> _Source_:
SYRIE / ROJAVA – Un an s’est écoulé depuis l’occupation des villes kurdes de Serêkaniyê et Girê Spî par la Turquie et même si certains crimes (Kidnappings, torture, viols des femmes et des fillettes, féminicides, meurtres) commis par les forces occupantes sont cités dans le rapport récent de l’ONU sur la Syrie, la situation réelle est beaucoup plus grave.

Bedran Çiya Kurd, vice-président de l’Administration démocratique autonome du nord et de l’est de la Syrie,  a déclaré que de nombreux crimes de guerre et violations commis par les mercenaires soutenus par l’État turc ne sont pas suffisamment documentés dans le rapport de l’ONU,  que des commissions indépendantes devaient se rendre immédiatement dans les zones occupées pour enquêter  sur les crimes de guerre.

[Données de segmentation des régions]
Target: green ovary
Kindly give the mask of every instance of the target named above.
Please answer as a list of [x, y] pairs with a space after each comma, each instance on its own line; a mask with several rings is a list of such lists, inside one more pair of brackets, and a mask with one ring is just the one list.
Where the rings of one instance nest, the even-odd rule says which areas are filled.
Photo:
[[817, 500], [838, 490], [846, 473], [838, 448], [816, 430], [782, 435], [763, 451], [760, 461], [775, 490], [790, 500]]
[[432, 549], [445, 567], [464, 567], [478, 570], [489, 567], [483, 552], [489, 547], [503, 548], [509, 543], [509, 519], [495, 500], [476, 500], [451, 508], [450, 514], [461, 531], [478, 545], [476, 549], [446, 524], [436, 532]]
--
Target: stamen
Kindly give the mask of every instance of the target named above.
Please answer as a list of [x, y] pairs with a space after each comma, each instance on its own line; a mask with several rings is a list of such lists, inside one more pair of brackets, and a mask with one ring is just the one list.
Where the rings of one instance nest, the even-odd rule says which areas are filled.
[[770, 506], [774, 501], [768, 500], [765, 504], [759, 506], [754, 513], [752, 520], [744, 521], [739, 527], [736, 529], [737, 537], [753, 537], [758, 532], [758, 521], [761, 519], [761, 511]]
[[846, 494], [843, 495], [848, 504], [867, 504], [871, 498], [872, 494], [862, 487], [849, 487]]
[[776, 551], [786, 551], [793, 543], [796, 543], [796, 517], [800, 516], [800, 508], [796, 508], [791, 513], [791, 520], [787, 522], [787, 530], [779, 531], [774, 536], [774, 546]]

> _Objectif de l'exercice_:
Reproduisez fidèlement le passage de la source ci-dessus sur l'occupation de Serêkaniyê et Girê Spî, depuis « Bedran Çiya Kurd, vice-président » jusqu'à « crimes de guerre. ».

> _Réponse rédigée_:
Bedran Çiya Kurd, vice-président de l’Administration démocratique autonome du nord et de l’est de la Syrie,  a déclaré que de nombreux crimes de guerre et violations commis par les mercenaires soutenus par l’État turc ne sont pas suffisamment documentés dans le rapport de l’ONU,  que des commissions indépendantes devaient se rendre immédiatement dans les zones occupées pour enquêter  sur les crimes de guerre.